Excerpt to read:
- - - - -
The problem with encrypted file systems is that if someone gets access to
the file system (not the disk, the file system e.g via ssh), it is wide
open to it. It's like my work laptop's disk is encrypted, but after I've
entered my password, all files are readable to me. However, files that are
password protected, aren't, and that's what security experts want - that
even if an attacker stole the machine and has all the passwords and the
time in the world, without the public/private key of the encrypted index,
he won't be able to read it. I'm not justifying it, just repeating what I
was told. Even though I think it's silly - if someone managed to get a hold
of the machine, the login password, root access... what are the chance he
doesn't already have the other keys?

Anyway, we're here to solve the technical problem, and we obviously aren't
the ones making these decisions, and it's futile attempting to argue with
security folks, so let's address the question of how to achieve encryption.

I wouldn't go with a Codec, personally, to achieve encryption. It's over
complicated IMO. Rather an encrypted Directory is a simpler solution. You
will need to implement an EncryptingIndexOutput and a matching
DecryptingIndexInput, but that's more or less it. The encryption/decryption
happens in buffers, so you will want to extend the respective BufferedIO
classes. The issues mentioned above should give you a head start, even
though the patches are old and likely don't compile against new versions,
but they contain the gist of it.

Just make sure your application, or actually the process running Lucene,
receive the public/private key in a non obvious way, so that if someone
does get a hold of the machine, he can't obtain that information!

Also, as for encrypting the terms themselves, beyond the problems mentioned
above about wildcard queries, there is the risk of someone guessing the
terms based on their statistics. If the attacker knows the corpus domain, I
assume it shouldn't be hard for him to guess that a certain word with a
high DF and TF is probably "the" and proceed from there.

Again, I'm no security expert and I've learned it's sometimes futile trying
to argue with them. If you can convince them though that the system as a
whole is protected enough, and if breached an encrypted index is likely
already breached too, you can avoid the complexity. From my experience,
encryption hurts performance, but you can improve that by eg buffering
parts unencrypted, but then you also need to prove your program's memory is
protected...
- - - - -
Record set:

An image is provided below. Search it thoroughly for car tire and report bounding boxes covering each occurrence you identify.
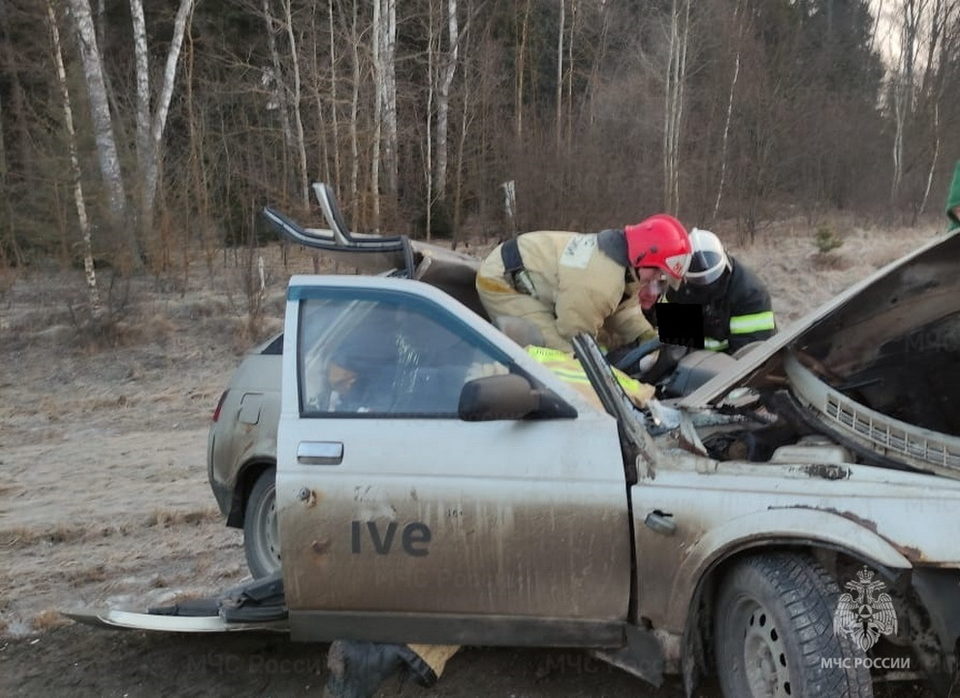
[714,553,873,698]
[243,468,280,579]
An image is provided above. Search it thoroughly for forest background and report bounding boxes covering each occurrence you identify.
[0,0,960,301]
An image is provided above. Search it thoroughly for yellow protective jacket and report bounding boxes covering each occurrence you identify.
[524,345,655,409]
[480,230,656,349]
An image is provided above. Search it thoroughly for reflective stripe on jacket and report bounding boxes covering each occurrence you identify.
[477,230,656,349]
[525,345,655,409]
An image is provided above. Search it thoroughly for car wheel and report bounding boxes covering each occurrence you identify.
[714,553,873,698]
[243,468,280,579]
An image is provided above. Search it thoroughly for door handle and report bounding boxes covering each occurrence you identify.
[297,441,343,465]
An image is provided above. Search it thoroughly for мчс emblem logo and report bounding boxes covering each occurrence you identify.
[833,567,897,651]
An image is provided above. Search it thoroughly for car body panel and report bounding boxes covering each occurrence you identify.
[632,452,960,632]
[277,276,630,637]
[191,184,960,678]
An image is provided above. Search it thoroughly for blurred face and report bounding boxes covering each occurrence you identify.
[637,267,667,310]
[327,363,357,395]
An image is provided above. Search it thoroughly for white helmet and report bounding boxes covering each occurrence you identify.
[683,228,731,286]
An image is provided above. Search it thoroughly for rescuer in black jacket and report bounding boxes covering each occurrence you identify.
[666,228,777,354]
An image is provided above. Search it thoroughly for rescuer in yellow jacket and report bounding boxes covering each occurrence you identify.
[476,214,691,352]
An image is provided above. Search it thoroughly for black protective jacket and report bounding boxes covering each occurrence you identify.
[666,257,777,354]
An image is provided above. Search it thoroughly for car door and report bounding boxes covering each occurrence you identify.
[277,276,630,645]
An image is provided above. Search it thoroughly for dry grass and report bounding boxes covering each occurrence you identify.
[65,565,108,584]
[144,508,221,528]
[0,524,130,549]
[30,608,73,632]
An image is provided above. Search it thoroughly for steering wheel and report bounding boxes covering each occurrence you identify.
[607,338,688,384]
[607,337,660,375]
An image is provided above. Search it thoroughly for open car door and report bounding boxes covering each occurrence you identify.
[277,276,631,646]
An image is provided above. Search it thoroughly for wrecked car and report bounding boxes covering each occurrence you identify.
[73,182,960,696]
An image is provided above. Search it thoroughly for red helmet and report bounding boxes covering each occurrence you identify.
[623,213,693,287]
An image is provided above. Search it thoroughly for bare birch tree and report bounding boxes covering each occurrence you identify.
[435,0,460,199]
[47,0,100,306]
[663,0,690,213]
[327,0,343,196]
[514,0,532,140]
[130,0,194,238]
[713,0,745,220]
[556,0,566,152]
[890,0,926,202]
[67,0,142,270]
[283,0,310,210]
[261,0,293,184]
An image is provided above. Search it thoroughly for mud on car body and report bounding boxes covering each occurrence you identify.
[197,182,960,696]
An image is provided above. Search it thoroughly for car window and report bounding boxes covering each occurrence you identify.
[298,293,514,417]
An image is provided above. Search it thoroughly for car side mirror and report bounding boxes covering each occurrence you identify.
[457,373,540,422]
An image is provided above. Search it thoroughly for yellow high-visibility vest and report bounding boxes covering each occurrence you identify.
[525,345,655,409]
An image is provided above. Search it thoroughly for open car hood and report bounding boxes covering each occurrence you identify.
[679,228,960,477]
[679,233,960,409]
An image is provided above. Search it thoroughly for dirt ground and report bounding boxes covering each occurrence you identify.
[0,222,935,696]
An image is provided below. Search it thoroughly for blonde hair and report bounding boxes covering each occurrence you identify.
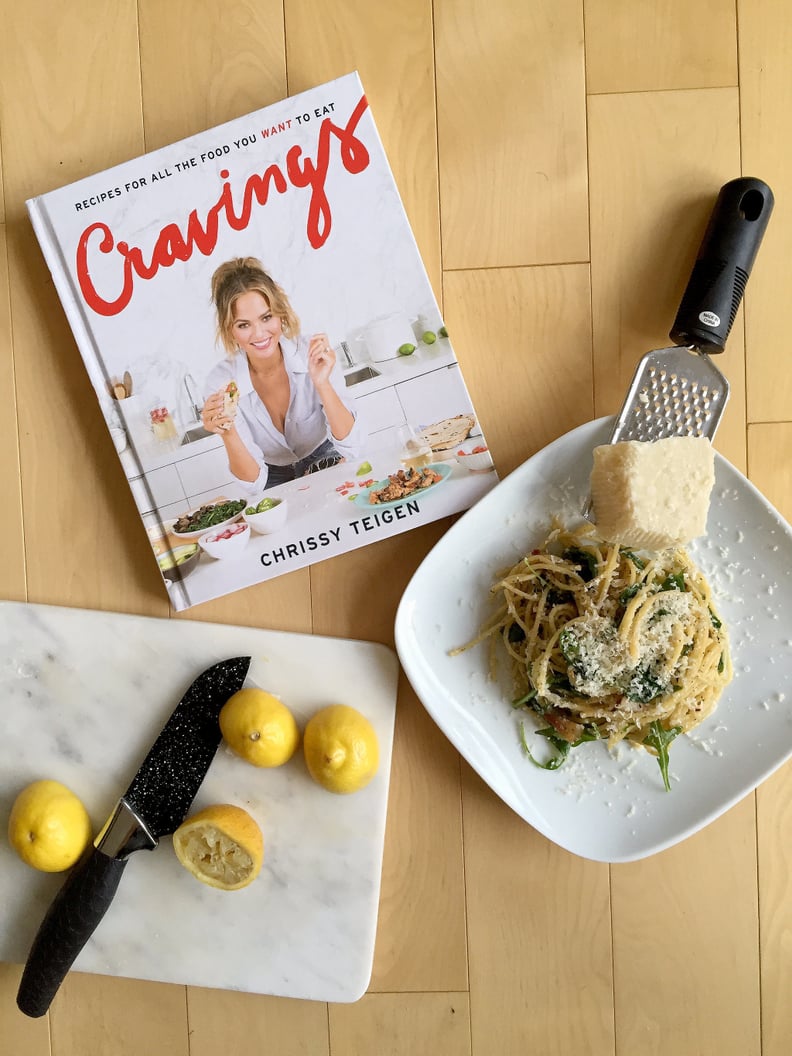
[212,257,300,354]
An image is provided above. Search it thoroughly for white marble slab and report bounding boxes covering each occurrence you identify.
[0,602,398,1002]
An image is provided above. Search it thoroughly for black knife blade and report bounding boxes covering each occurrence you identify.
[17,657,250,1018]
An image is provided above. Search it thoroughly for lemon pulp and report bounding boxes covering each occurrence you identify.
[173,804,264,891]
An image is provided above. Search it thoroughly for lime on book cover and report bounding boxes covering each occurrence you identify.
[27,73,497,610]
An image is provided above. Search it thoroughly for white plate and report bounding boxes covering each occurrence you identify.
[396,418,792,862]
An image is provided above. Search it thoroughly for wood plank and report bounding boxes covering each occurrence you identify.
[135,0,327,1056]
[0,0,167,612]
[0,964,52,1056]
[445,264,593,476]
[0,224,26,601]
[463,768,612,1056]
[611,798,760,1056]
[737,0,792,421]
[329,993,470,1056]
[284,0,441,300]
[312,521,468,991]
[748,422,792,1056]
[756,762,792,1056]
[50,972,191,1056]
[583,0,737,94]
[285,0,467,996]
[185,986,329,1056]
[435,0,588,269]
[138,0,286,150]
[588,89,746,469]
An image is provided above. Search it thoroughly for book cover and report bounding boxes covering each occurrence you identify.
[27,73,497,609]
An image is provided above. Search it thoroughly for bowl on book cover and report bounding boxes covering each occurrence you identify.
[455,444,493,473]
[199,521,250,561]
[244,495,288,535]
[156,543,201,583]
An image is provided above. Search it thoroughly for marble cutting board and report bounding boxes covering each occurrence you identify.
[0,602,398,1002]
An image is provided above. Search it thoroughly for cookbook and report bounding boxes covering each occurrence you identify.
[27,73,497,610]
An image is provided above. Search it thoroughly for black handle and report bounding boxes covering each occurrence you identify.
[671,176,773,353]
[17,847,127,1018]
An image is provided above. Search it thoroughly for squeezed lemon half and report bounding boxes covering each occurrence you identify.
[173,803,264,891]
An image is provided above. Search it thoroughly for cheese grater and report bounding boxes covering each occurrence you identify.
[607,176,773,444]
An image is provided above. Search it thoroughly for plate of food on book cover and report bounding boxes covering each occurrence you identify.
[353,463,452,510]
[166,498,247,539]
[395,418,792,862]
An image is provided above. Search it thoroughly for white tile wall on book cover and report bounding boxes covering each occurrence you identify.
[27,73,497,609]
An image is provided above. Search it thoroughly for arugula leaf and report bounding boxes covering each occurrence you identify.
[619,583,643,605]
[547,587,574,607]
[506,623,525,645]
[511,687,536,708]
[520,722,572,770]
[643,719,682,792]
[520,722,600,770]
[660,571,685,591]
[563,546,597,583]
[624,666,666,704]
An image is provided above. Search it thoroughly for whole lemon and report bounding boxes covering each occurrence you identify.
[8,780,93,872]
[220,687,300,767]
[173,803,264,891]
[303,704,379,794]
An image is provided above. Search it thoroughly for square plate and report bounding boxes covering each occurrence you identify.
[396,418,792,862]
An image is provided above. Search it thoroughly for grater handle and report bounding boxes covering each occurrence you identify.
[671,176,774,353]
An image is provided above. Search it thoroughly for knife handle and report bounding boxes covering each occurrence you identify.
[17,846,127,1019]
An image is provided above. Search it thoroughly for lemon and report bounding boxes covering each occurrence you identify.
[8,780,92,872]
[173,803,264,891]
[220,687,300,767]
[303,704,379,793]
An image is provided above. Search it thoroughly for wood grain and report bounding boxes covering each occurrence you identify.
[588,89,746,469]
[748,421,792,1056]
[463,765,612,1056]
[446,264,593,476]
[0,0,792,1056]
[610,798,760,1056]
[329,993,470,1056]
[737,0,792,421]
[583,0,737,95]
[0,964,52,1056]
[0,224,26,601]
[435,0,588,269]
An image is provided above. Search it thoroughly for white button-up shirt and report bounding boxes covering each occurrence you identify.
[204,336,365,489]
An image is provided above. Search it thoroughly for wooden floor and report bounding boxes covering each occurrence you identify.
[0,0,792,1056]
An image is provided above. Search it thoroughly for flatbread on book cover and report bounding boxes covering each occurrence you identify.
[418,414,476,457]
[223,381,240,429]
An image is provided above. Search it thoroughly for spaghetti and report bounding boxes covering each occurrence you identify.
[452,523,732,789]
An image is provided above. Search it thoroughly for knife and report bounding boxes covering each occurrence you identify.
[17,657,250,1018]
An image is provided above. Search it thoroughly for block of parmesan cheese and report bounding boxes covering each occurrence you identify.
[591,436,715,550]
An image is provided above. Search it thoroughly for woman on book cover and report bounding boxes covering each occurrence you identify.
[202,257,363,492]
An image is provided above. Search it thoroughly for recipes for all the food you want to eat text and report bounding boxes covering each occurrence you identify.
[27,73,497,609]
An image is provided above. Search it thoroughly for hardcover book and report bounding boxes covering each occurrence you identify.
[27,73,497,609]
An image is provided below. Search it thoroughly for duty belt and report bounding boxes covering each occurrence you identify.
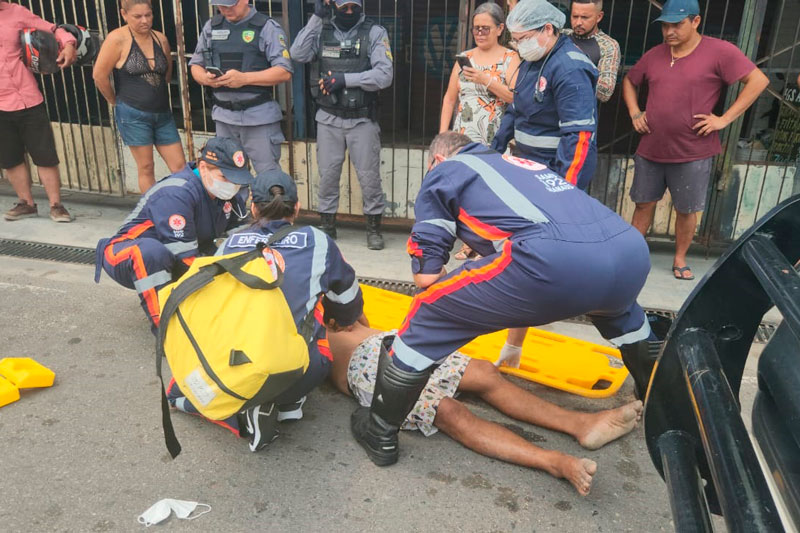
[214,91,272,111]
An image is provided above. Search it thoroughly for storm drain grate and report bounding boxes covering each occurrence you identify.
[0,239,778,343]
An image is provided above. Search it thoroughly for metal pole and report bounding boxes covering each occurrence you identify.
[677,328,783,533]
[172,0,195,161]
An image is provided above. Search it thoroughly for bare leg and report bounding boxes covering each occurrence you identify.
[154,143,186,172]
[129,144,156,194]
[672,211,697,276]
[631,202,656,235]
[36,167,61,206]
[433,398,597,496]
[4,162,33,205]
[506,328,528,346]
[458,359,642,450]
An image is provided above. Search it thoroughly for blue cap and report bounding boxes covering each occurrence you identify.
[250,168,297,204]
[200,137,253,185]
[654,0,700,24]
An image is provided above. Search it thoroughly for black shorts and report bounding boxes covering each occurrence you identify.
[0,103,58,168]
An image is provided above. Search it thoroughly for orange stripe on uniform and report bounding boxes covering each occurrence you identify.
[564,131,592,185]
[397,240,511,335]
[458,207,511,241]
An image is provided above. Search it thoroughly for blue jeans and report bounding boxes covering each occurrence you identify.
[114,100,181,146]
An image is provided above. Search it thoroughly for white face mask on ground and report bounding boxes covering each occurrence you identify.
[517,33,547,61]
[208,178,240,200]
[137,498,211,527]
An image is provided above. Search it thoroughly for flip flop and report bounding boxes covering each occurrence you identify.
[672,265,694,281]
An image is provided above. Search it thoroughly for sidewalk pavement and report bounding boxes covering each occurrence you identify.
[0,187,717,311]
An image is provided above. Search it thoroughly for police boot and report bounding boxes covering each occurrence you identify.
[367,215,383,250]
[350,335,431,466]
[619,315,672,400]
[319,213,336,240]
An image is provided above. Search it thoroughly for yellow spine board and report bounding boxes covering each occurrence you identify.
[361,285,628,398]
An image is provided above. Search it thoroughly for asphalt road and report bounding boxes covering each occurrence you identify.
[0,257,672,532]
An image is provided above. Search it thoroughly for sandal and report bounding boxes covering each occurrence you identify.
[672,265,694,281]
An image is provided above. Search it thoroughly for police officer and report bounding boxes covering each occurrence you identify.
[292,0,394,250]
[492,0,597,189]
[95,137,253,331]
[351,131,655,465]
[189,0,292,172]
[167,170,365,452]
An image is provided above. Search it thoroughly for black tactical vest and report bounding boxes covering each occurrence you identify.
[310,20,378,120]
[205,13,273,110]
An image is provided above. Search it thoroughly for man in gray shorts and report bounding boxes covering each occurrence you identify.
[622,0,769,280]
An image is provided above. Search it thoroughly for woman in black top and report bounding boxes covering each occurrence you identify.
[94,0,186,193]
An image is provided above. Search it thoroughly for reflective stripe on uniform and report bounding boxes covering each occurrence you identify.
[306,227,328,313]
[448,154,549,224]
[607,318,650,347]
[325,279,359,304]
[514,130,561,150]
[164,241,197,255]
[417,218,456,237]
[133,270,172,294]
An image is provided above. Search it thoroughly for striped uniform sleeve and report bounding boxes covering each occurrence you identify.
[322,238,364,326]
[407,169,465,274]
[553,61,597,185]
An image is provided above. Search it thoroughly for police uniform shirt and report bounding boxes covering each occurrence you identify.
[291,15,394,128]
[189,7,294,126]
[217,220,364,339]
[111,165,247,259]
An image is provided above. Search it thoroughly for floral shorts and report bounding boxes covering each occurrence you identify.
[347,331,470,437]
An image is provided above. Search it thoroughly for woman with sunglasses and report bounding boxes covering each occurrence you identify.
[439,2,519,148]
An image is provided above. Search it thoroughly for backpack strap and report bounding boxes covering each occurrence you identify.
[156,220,304,459]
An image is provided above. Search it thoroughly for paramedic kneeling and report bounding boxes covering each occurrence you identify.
[167,170,366,452]
[351,132,651,466]
[95,137,253,332]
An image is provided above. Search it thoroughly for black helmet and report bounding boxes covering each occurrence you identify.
[19,28,58,74]
[59,24,100,65]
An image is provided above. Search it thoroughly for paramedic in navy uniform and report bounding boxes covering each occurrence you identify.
[95,137,253,332]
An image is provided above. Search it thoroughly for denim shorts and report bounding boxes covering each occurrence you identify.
[114,101,181,146]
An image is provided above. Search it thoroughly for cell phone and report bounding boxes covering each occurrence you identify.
[456,54,472,68]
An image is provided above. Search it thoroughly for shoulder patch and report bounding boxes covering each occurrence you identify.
[169,214,186,231]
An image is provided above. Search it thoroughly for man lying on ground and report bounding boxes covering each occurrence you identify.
[328,323,642,496]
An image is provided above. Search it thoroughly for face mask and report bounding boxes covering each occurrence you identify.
[206,178,240,200]
[137,498,211,527]
[336,7,361,30]
[517,37,547,61]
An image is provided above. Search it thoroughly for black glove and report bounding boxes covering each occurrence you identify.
[314,0,331,19]
[322,72,344,94]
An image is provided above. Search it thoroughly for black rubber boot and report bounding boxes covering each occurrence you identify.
[350,335,432,466]
[319,213,336,240]
[367,215,383,250]
[619,314,672,401]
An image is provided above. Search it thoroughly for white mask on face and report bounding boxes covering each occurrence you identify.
[137,498,211,527]
[517,33,547,61]
[208,178,241,200]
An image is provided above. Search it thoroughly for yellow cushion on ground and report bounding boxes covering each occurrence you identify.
[361,285,628,398]
[0,357,56,389]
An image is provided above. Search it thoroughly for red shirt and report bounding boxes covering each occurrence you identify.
[0,2,76,111]
[628,36,756,163]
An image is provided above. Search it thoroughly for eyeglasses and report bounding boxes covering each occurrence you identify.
[472,26,494,35]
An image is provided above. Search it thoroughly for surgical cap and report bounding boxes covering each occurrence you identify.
[506,0,567,33]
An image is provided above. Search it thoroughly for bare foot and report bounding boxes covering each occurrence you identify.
[578,400,642,450]
[550,453,597,496]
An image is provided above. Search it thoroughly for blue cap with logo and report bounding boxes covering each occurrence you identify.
[653,0,700,24]
[199,137,253,185]
[250,168,297,204]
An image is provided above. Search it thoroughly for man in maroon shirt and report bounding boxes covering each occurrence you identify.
[622,0,769,280]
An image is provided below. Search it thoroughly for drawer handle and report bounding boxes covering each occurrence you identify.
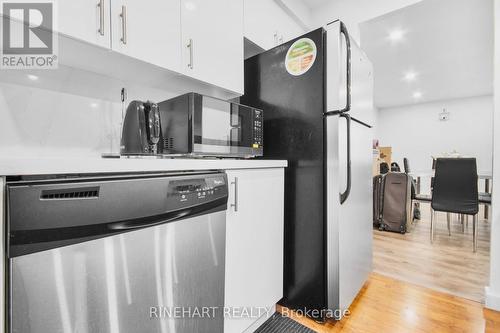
[187,38,194,69]
[231,177,238,212]
[120,6,127,45]
[97,0,104,36]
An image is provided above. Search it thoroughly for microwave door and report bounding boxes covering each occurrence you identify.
[230,104,241,146]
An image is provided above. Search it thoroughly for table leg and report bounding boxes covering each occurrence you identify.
[484,178,490,220]
[415,177,420,209]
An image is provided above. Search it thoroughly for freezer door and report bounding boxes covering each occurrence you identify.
[9,211,226,333]
[326,21,375,124]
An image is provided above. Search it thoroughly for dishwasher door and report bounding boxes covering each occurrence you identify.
[9,171,226,333]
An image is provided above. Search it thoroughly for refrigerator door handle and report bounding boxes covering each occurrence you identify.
[340,113,352,204]
[325,21,351,116]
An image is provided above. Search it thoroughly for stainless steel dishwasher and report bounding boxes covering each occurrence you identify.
[7,172,227,333]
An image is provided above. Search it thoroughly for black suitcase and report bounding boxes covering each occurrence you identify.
[373,175,384,228]
[379,172,412,234]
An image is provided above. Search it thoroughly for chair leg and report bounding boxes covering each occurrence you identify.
[431,208,436,244]
[472,214,478,253]
[446,213,451,236]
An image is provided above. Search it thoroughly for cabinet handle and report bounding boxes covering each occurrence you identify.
[187,38,194,69]
[120,5,127,45]
[231,177,238,212]
[97,0,104,36]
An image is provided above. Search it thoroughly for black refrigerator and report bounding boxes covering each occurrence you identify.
[241,21,374,319]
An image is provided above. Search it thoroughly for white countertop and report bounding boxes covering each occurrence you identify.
[0,158,288,176]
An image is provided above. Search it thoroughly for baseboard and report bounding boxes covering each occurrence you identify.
[243,304,276,333]
[484,287,500,311]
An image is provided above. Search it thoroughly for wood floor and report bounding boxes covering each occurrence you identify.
[278,273,500,333]
[373,204,490,302]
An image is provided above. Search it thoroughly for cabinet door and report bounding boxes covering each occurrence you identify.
[57,0,111,48]
[181,0,243,94]
[224,169,284,333]
[111,0,181,71]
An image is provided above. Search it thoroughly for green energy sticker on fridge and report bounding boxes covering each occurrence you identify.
[285,38,317,76]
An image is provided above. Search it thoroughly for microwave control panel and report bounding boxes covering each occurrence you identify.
[253,109,264,148]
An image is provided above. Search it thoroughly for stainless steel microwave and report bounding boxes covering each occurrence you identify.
[158,93,264,158]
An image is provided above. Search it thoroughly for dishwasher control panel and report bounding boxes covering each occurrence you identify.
[167,173,227,208]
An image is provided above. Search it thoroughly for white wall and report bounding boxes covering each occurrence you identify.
[312,0,421,42]
[486,0,500,311]
[376,96,493,191]
[0,68,178,158]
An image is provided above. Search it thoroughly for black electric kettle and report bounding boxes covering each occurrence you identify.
[120,101,160,155]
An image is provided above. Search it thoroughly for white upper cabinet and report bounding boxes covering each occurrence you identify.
[181,0,243,94]
[244,0,305,50]
[57,0,111,48]
[111,0,181,71]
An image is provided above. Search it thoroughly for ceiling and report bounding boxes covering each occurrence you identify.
[360,0,493,108]
[302,0,332,9]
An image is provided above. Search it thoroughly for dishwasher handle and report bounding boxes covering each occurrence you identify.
[108,210,191,230]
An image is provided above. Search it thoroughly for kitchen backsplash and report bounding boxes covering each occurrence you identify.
[0,67,178,158]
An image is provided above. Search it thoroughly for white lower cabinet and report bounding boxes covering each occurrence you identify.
[224,168,284,333]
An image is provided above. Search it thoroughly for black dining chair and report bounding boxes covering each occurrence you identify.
[431,158,479,252]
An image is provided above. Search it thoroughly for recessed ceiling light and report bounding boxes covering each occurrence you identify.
[403,71,418,82]
[185,1,196,10]
[389,29,405,42]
- - - - -
Work to do:
1. Do these statements agree with the post on index encryption? Answer yes or no for each and quote the deciding words. (a) The writer favors a Codec over an encrypted Directory. (b) Encryption and decryption take place in buffers. (c) The writer expects the old patches to compile against new versions.
2. Can you turn the paragraph of the post on index encryption that begins "I wouldn't go with a Codec" into a short list that keeps its main facts?
3. Echo the post on index encryption word for word, everything from "The problem with" down to "the other keys?".
The data was collected from a separate source.

Task solutions:
1.
(a) No: "I wouldn't go with a Codec, personally, to achieve encryption."
(b) Yes: "The encryption/decryption happens in buffers"
(c) No: "the patches are old and likely don't compile against new versions"

2.
- The writer finds a Codec overly complicated for encryption and prefers an encrypted Directory as the simpler option.
- It needs an EncryptingIndexOutput and a matching DecryptingIndexInput.
- Encryption and decryption happen in buffers, so the respective BufferedIO classes should be extended.
- The issues mentioned earlier give a head start. Their patches are old and likely won't compile against new versions, but they contain the gist.

3.
The problem with encrypted file systems is that if someone gets access to
the file system (not the disk, the file system e.g via ssh), it is wide
open to it. It's like my work laptop's disk is encrypted, but after I've
entered my password, all files are readable to me. However, files that are
password protected, aren't, and that's what security experts want - that
even if an attacker stole the machine and has all the passwords and the
time in the world, without the public/private key of the encrypted index,
he won't be able to read it. I'm not justifying it, just repeating what I
was told. Even though I think it's silly - if someone managed to get a hold
of the machine, the login password, root access... what are the chance he
doesn't already have the other keys?